# PROVIDED DATA:
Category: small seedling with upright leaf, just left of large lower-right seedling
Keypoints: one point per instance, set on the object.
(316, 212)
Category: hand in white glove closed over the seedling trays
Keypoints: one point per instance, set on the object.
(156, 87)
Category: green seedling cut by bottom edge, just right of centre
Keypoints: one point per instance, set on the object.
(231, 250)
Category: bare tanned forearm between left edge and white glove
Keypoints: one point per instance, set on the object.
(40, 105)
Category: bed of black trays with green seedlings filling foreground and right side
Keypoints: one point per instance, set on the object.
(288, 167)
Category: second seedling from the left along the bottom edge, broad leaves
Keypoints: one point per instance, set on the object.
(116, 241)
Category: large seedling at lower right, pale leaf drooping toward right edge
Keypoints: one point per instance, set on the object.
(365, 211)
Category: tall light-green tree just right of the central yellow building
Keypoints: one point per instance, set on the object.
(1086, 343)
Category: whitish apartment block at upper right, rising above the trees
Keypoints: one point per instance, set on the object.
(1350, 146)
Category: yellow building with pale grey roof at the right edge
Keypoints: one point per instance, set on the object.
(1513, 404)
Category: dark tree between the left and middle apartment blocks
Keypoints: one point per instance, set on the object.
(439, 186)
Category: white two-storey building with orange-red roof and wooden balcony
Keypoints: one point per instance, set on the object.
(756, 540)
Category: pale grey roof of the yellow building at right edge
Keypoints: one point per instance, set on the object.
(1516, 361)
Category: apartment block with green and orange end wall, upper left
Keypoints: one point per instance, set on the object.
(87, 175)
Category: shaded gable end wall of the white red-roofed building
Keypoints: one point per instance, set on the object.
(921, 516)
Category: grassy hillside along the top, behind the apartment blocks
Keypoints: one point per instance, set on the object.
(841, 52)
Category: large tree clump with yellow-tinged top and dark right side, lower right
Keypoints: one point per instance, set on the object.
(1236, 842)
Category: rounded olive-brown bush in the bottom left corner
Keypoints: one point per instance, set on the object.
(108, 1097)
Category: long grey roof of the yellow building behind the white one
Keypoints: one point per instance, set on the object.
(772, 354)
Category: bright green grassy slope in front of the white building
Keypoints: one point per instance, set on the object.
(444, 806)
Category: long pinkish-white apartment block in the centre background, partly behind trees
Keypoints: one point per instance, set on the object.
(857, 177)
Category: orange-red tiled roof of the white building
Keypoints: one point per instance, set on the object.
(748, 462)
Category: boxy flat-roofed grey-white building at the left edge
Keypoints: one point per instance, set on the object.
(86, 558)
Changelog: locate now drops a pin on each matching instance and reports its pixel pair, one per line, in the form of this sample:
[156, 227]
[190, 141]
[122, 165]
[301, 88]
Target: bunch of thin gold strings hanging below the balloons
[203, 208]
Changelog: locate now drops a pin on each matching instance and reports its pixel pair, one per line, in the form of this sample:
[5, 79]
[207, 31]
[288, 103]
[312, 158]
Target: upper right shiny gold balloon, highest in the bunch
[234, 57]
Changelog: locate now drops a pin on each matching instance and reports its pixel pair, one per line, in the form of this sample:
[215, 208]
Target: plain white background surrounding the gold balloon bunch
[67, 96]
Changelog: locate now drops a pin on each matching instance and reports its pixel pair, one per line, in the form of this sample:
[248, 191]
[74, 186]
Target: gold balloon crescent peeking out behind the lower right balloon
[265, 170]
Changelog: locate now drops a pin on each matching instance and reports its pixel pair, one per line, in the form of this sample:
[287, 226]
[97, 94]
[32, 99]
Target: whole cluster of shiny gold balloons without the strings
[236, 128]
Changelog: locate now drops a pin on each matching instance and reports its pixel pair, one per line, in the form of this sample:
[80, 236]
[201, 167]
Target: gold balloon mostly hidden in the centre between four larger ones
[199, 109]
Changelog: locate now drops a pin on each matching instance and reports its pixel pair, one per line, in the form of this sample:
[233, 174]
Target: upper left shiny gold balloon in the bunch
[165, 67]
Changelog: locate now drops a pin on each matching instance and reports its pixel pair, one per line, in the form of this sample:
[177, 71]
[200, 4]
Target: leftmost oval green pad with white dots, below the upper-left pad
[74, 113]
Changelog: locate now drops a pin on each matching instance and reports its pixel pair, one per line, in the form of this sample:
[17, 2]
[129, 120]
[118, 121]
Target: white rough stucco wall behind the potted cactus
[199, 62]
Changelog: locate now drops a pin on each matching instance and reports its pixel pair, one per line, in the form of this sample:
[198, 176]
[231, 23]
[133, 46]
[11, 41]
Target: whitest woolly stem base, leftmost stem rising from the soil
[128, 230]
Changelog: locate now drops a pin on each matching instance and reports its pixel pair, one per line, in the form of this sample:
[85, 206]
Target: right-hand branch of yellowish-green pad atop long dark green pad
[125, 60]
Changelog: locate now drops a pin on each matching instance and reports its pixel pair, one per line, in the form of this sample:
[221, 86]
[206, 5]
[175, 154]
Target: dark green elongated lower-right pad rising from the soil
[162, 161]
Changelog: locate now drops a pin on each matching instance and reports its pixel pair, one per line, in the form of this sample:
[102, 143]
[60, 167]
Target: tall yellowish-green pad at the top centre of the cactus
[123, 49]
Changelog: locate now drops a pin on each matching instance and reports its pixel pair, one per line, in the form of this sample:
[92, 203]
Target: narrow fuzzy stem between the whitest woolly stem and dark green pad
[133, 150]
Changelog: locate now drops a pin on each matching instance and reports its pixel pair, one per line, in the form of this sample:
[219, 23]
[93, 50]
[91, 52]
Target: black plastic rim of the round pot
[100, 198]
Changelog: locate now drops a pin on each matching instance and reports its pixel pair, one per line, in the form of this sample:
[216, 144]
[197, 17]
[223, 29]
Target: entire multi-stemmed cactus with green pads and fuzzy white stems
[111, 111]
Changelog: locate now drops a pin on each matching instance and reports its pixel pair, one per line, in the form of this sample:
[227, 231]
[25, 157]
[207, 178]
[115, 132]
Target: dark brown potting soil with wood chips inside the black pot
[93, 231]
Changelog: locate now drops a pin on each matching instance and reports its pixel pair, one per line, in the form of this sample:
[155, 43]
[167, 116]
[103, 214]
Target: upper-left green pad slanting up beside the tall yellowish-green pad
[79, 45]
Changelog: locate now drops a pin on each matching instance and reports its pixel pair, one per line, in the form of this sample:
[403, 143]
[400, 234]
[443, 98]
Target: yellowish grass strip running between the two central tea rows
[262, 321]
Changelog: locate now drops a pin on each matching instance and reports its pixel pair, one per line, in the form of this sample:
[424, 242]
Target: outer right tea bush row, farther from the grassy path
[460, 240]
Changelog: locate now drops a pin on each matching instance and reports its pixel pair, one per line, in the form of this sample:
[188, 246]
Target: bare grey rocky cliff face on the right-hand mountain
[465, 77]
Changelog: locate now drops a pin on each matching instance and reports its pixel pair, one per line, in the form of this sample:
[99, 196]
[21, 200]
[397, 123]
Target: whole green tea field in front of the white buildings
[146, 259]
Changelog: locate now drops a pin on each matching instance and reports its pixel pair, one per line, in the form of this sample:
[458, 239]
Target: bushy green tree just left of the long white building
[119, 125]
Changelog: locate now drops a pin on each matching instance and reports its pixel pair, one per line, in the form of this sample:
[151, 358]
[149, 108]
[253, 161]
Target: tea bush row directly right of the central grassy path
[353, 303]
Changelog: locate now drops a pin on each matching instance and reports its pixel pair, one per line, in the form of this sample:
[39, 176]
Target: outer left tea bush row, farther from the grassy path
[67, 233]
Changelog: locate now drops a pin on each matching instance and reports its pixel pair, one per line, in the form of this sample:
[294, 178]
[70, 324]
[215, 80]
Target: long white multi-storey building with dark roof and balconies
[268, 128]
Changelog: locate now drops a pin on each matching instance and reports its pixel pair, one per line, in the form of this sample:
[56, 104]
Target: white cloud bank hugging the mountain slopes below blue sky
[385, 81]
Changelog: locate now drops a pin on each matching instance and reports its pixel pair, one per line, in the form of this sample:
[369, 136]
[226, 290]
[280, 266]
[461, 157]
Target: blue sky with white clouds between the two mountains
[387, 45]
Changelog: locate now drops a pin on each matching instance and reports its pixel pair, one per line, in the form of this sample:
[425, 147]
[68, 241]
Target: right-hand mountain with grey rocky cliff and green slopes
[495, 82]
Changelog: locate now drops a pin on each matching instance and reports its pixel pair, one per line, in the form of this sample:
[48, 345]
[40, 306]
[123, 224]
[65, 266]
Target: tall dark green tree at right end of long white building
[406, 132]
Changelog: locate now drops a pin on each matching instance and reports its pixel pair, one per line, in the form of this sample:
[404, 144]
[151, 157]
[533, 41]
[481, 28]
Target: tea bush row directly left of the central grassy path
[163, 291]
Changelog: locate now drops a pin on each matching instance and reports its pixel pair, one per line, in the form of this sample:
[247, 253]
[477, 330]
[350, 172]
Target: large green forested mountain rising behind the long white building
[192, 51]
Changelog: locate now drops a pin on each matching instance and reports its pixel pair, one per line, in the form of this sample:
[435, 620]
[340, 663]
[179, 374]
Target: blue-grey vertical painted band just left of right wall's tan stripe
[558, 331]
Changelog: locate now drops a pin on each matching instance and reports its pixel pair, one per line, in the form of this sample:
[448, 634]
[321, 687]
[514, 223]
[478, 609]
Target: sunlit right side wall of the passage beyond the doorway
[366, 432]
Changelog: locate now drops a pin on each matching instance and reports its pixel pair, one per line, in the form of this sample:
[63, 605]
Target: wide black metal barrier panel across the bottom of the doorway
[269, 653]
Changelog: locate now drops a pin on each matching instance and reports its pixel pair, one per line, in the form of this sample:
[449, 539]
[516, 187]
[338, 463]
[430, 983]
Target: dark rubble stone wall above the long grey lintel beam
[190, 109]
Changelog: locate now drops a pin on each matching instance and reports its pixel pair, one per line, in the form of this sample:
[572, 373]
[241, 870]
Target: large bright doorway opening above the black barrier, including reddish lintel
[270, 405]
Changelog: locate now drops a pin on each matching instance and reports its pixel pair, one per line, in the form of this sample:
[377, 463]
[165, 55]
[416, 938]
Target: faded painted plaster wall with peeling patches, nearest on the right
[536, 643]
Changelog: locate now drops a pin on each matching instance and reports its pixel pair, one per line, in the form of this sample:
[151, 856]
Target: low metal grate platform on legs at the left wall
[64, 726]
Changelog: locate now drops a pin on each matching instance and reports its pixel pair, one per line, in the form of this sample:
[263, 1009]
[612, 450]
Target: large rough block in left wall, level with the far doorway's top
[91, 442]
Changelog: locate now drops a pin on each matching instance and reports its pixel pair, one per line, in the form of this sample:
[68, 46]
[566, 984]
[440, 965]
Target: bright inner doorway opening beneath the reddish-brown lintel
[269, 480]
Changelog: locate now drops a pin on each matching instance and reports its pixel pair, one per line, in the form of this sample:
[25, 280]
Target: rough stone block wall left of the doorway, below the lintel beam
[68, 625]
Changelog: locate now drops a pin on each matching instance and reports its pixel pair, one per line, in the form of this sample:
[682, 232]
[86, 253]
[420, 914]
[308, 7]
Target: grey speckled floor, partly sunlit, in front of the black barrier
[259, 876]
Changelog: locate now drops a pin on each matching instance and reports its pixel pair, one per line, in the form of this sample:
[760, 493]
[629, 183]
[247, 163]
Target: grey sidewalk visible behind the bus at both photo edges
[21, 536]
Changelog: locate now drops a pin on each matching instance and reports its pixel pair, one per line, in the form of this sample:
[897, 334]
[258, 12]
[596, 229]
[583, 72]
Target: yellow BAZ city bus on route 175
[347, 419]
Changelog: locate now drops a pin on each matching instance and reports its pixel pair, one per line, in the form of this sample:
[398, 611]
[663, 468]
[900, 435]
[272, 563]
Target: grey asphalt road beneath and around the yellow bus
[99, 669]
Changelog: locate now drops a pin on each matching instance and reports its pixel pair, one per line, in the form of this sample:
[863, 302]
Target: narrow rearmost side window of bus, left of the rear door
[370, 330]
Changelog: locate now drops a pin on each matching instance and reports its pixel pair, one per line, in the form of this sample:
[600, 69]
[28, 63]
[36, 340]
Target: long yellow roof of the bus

# WHAT YOU HAVE TO DO:
Only the lines from the start of the material through the line containing "Category: green seedling" should be repeated, and they should be repeated exactly.

# RESPONSE BELOW:
Category: small seedling with upright leaf, just left of large lower-right seedling
Keypoints: one point per instance, set on the object.
(316, 212)
Category: hand in white glove closed over the seedling trays
Keypoints: one point per instance, set on the object.
(156, 87)
Category: green seedling cut by bottom edge, just right of centre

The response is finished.